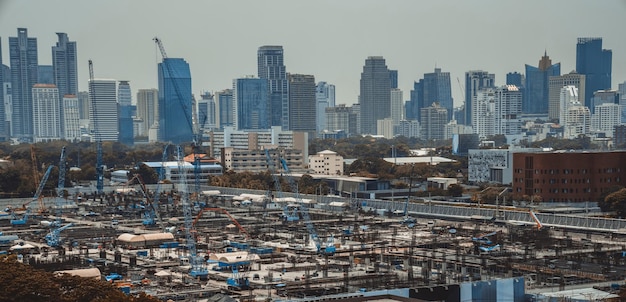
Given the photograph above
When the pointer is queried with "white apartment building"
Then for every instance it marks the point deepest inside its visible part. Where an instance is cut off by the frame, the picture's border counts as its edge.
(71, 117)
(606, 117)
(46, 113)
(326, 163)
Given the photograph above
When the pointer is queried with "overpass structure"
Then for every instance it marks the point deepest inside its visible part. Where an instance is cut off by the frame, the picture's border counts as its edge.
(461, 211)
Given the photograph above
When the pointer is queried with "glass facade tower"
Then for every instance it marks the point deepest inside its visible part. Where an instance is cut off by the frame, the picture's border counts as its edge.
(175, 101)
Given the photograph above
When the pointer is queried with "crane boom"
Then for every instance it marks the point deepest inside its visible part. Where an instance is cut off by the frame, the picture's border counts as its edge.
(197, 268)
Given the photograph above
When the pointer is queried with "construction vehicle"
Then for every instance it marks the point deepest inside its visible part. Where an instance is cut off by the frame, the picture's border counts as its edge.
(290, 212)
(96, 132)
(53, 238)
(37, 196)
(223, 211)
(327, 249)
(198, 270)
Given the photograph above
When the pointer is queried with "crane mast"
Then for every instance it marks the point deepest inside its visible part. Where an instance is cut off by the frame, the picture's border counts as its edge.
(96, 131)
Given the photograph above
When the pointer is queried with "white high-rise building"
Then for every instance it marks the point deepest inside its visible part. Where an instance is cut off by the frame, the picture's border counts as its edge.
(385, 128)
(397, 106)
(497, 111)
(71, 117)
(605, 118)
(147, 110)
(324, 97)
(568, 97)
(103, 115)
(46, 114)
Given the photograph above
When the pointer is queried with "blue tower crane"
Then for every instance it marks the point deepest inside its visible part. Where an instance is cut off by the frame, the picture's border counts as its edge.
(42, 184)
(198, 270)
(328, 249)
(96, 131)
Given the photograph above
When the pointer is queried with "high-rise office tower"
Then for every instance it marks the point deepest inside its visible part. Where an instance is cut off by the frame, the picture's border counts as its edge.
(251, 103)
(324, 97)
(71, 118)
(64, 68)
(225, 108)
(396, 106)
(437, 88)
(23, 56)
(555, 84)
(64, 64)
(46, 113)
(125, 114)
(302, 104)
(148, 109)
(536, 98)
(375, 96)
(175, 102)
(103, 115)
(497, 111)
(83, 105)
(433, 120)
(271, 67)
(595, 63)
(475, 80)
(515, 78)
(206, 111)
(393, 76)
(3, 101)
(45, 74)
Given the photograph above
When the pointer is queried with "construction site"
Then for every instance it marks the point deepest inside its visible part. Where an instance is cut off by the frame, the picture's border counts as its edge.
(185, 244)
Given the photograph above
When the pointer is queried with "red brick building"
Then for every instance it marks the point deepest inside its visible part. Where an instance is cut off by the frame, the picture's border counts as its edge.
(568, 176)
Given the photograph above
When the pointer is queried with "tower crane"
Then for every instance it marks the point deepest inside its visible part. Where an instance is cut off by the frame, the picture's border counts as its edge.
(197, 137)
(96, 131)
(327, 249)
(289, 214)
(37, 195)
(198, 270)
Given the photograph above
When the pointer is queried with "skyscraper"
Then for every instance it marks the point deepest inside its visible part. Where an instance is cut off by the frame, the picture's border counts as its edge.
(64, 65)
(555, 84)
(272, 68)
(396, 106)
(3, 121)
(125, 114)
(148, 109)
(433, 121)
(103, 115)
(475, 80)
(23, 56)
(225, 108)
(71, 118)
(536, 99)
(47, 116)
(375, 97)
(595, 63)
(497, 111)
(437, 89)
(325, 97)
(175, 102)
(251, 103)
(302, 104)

* * *

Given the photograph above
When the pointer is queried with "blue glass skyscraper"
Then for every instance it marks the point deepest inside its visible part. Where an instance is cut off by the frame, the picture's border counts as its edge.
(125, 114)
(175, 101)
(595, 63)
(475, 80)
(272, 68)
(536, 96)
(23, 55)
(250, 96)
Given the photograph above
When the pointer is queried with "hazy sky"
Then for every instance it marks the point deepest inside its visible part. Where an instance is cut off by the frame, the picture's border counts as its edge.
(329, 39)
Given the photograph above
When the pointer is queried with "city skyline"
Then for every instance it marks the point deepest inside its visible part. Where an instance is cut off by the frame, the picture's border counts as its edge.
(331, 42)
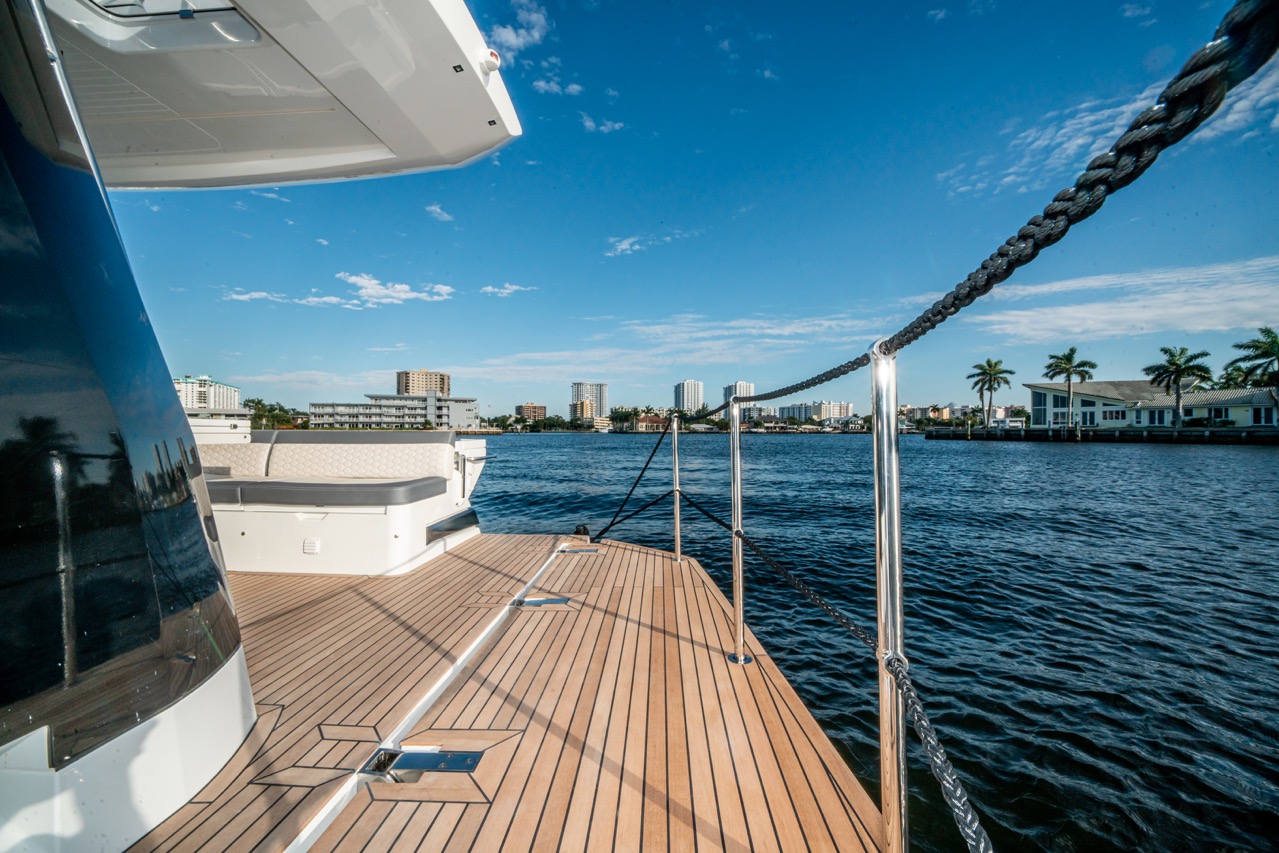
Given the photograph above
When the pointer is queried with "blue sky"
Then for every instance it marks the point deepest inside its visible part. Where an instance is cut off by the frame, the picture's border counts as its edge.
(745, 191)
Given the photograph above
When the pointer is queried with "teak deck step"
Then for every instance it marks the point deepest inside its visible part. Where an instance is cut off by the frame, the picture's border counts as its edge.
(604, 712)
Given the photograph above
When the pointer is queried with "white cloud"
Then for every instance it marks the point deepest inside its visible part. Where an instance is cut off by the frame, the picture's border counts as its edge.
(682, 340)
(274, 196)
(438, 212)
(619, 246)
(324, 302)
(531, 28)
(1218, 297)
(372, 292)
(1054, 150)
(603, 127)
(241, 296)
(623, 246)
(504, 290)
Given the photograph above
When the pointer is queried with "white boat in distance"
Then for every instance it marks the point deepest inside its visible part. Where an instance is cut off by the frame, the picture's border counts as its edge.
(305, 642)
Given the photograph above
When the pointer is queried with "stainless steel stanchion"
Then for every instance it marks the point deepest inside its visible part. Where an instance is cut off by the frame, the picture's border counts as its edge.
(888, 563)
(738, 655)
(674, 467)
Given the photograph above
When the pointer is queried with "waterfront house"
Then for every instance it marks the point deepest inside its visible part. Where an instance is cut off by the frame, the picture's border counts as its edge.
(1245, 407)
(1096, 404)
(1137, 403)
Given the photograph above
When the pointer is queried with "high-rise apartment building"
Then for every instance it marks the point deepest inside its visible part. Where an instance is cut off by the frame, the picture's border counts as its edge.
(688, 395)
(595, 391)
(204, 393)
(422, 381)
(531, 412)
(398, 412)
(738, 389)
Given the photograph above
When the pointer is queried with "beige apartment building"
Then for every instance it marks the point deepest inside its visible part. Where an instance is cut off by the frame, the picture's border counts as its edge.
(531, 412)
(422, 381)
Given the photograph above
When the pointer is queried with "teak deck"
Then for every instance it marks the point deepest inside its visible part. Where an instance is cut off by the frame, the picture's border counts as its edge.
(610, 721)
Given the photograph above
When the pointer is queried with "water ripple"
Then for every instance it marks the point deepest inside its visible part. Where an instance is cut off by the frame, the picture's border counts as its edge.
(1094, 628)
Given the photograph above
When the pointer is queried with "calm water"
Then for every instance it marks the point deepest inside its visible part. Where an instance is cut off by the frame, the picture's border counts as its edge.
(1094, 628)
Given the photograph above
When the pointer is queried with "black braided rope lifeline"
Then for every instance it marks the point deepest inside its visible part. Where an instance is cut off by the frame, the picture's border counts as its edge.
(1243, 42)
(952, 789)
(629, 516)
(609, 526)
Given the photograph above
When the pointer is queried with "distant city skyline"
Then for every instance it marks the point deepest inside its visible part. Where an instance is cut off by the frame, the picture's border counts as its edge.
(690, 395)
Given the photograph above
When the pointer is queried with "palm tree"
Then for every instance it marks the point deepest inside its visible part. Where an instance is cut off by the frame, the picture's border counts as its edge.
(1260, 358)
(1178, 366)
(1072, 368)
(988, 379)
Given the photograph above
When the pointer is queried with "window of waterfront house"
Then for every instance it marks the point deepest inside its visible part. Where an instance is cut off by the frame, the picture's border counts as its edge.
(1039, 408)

## THE PROBLEM
Count the lines in the data above that contain the word "construction" and give only that number.

## WRITTEN REPLY
2